[Your task]: Rewrite the records below with every "photograph" swapped for "image", changing nothing else.

--- Begin Provided material ---

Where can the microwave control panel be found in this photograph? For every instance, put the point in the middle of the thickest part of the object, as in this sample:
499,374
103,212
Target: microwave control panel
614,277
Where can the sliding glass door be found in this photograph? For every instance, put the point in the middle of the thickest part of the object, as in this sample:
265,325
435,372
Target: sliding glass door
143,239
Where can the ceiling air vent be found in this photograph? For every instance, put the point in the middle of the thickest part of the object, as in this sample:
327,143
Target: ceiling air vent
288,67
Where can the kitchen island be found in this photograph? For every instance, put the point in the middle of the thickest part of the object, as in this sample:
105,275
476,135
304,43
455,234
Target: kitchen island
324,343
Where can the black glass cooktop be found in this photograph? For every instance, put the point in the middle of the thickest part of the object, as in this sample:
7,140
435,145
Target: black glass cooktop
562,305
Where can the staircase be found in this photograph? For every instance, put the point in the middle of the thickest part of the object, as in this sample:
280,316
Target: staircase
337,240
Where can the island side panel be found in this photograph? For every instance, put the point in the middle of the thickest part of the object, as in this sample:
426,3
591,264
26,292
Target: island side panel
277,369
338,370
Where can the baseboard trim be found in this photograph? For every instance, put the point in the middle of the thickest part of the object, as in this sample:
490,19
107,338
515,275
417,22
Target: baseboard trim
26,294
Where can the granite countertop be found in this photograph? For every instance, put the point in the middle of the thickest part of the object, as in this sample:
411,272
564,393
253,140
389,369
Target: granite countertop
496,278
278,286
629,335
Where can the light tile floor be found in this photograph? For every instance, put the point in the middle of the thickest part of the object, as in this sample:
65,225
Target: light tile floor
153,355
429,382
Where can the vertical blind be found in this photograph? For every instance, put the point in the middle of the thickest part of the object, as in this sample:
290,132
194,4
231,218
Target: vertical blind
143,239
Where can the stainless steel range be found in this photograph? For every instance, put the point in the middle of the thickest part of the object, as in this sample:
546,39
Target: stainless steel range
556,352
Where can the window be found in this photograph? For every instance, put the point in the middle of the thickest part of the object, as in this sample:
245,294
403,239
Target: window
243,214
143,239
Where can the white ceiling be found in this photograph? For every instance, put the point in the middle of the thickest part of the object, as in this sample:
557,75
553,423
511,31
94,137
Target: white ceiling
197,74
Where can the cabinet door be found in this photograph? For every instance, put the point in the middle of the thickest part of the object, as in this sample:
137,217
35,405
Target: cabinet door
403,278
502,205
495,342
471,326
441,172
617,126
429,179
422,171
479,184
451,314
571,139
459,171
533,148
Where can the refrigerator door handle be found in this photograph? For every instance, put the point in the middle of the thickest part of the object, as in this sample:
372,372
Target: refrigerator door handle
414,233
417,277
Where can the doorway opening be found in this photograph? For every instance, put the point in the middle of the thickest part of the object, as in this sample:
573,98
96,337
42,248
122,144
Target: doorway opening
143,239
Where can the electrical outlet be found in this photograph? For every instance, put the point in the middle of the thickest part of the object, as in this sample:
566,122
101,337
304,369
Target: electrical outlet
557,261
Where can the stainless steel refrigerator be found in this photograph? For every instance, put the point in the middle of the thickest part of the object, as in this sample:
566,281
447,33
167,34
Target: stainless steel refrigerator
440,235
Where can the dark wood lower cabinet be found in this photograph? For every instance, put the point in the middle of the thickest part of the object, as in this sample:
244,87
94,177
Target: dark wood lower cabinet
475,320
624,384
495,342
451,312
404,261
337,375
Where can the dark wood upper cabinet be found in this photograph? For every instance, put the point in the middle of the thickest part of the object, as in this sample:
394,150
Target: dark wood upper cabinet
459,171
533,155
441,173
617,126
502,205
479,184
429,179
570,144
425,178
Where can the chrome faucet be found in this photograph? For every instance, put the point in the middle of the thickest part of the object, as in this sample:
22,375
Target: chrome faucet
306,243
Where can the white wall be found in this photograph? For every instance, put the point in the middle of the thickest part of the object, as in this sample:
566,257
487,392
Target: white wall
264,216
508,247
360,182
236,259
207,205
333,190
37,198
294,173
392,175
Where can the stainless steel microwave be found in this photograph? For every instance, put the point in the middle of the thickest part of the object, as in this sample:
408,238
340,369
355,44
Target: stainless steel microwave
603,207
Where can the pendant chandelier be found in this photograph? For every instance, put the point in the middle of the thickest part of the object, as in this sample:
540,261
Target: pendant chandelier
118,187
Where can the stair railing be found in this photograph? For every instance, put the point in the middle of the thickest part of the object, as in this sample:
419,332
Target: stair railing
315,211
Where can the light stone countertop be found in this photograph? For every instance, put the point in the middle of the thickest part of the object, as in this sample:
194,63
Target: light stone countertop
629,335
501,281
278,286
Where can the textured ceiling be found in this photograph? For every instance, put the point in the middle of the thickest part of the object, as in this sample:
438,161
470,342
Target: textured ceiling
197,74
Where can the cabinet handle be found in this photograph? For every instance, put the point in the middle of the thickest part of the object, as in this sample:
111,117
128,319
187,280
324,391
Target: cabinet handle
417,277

--- End Provided material ---

[Output below]:
Where can the microwave control panel be found in this image? For every instance, put the point in the middle of the thickest part of the object, as in this sample:
499,374
103,212
Target: microwave control panel
614,277
Where can the sliding glass door be found in this image? For every instance, put the point in the middle of the thickest part of the object, as in this sample:
265,325
435,372
Target: sliding glass door
143,239
Where can the ceiling air vent be found in this image? For every instance, put the point in the middle of the thickest part of the object, as in this sample:
327,143
Target: ceiling air vent
288,67
Where can the kitchen island be found in this image? For every instance, put the point in the middle of the thickest part of the object, as in this sample:
105,275
476,135
304,43
455,234
Target: kitchen island
324,343
Where can the black glass cooktop be found in this image? For every instance, put the point in the middle of the thickest part of the object, as in this sample:
7,140
435,145
Target: black glass cooktop
562,305
Where can the staircase be found in this image? For every instance, put the point in the middle of the thickest part of the object, as in this sample:
280,316
Target: staircase
337,240
Where can the island side panel be found in this image? For every instance, put the point in the middle of the thickest part of the object, as in this sample:
426,3
591,264
26,292
Target: island side panel
277,369
338,370
Where can the baseboard trim be found in this image? For every instance, put the point in the middle of the thickest part of the object, as in this sample:
490,19
107,338
515,275
417,22
Target: baseboard trim
26,294
Where can the granite countertop be found in this image? For every instance, put the point in the middle of the thickest part of the object, as in this sample:
411,272
564,393
253,140
389,369
Target: granite countertop
496,278
278,286
629,335
Where can the light tile floor be found in this image? For every instance, put the point in the middle of the thickest part of the object, as in this sample:
65,225
Target: light tile floor
153,355
429,382
Where can the vertical blind be found in this image? For every instance, put the point in the middle of the thickest part of the object, as in this sample:
290,132
194,4
231,218
Target: vertical blind
143,239
Where can the stainless steel range be found in this image? For every instance, put the point in the middle of the thickest part of the object, as in this sample:
546,39
Target: stainless steel range
556,352
Where can the window be found in this image? For every instance, put the point in the middle of the thickest part of the object, as in this sample:
245,294
403,239
Target: window
243,214
143,239
Where can the white ceiling be found in this image? For every instance, put the point in the middle of the thickest part of the object, as in this sample:
557,75
553,423
511,31
94,137
Target: white ceiling
197,74
Where can the cabinet door be found in this image? For every instance, put the point in the middle of the thickest part of the object, as in this sample:
137,217
35,405
Target: cabinet door
403,278
502,205
495,342
471,326
441,172
617,126
429,179
422,171
479,184
451,314
571,139
459,171
533,148
Where can the refrigerator door handle be found in this image? For every instance, put the point in the middle of the thickest part of the object, as in this sample:
372,372
Target: refrigerator door handle
414,233
417,277
Where can the doorway opening be found in this image? For every instance, put the point in the middle of the thickest part of the object, as in this sample:
573,98
96,337
42,248
122,144
Target: doorway opening
143,239
Where can the electrical outlet be found in this image? For every instance, put the point in the middle of the thickest part of the object, as in this sample:
566,122
101,337
304,369
Target: electrical outlet
557,261
Where can the stainless steel refrigerator be found in this image? For every instance, put the point in the middle of the thickest part of the object, as in this sample:
566,281
447,33
167,34
Target: stainless steel refrigerator
440,235
Where can the dark wood lower cabinet be found in this image? For every instance, put the point in the middle of the thickest part of the object, as in this sample:
244,87
94,177
Target: dark wood lower cabinet
475,320
624,384
495,342
451,312
404,261
337,375
Where can the dark wood upper cabinet be found in this image? For every instance, put the point in the middle of the thickest part of the object, as in this sample:
394,150
Target: dark wood upper cabinet
459,171
533,155
441,173
617,126
502,205
479,184
429,179
570,144
425,178
Where can the chrome faucet be found in this image? For every instance, put the point in the middle of the thickest part of the object, as in this sample:
22,375
Target: chrome faucet
306,243
Where can the white wall be found in this image? For every instance, put the point in the middle of the thickest part of the object, as in this sample:
566,257
487,392
Target: white wall
264,216
508,247
360,182
236,259
207,205
333,190
37,198
294,173
392,175
Where can the stainless steel microwave be found in this image? For every instance, put the point in the middle of the thickest part of the object, as in this sample:
408,238
340,369
355,44
Target: stainless steel microwave
603,207
Where can the pendant chandelier be found in this image? For every instance, put the point in the middle of the thickest part of the object, as in this sample:
540,261
Target: pendant chandelier
118,187
Where can the stair railing be found in this image? For every instance, put the point in the middle of the thickest part of the object, as in this sample:
419,332
Target: stair railing
315,211
Where can the light stone countertop be found in this image? For every instance, put the point in the middle of the thickest part of the object, as in this sample:
194,63
Target: light stone countertop
629,335
501,281
278,286
Where can the textured ceiling be found in this image? For every instance, put the point in the middle of the thickest part of the object, as in this sample:
438,161
470,342
Target: textured ceiling
197,74
Where can the cabinet handle be found in this image? For every instance, put the point in the middle of the thickest part of the object, as in this sample:
111,117
128,319
187,280
324,391
Target: cabinet handle
417,277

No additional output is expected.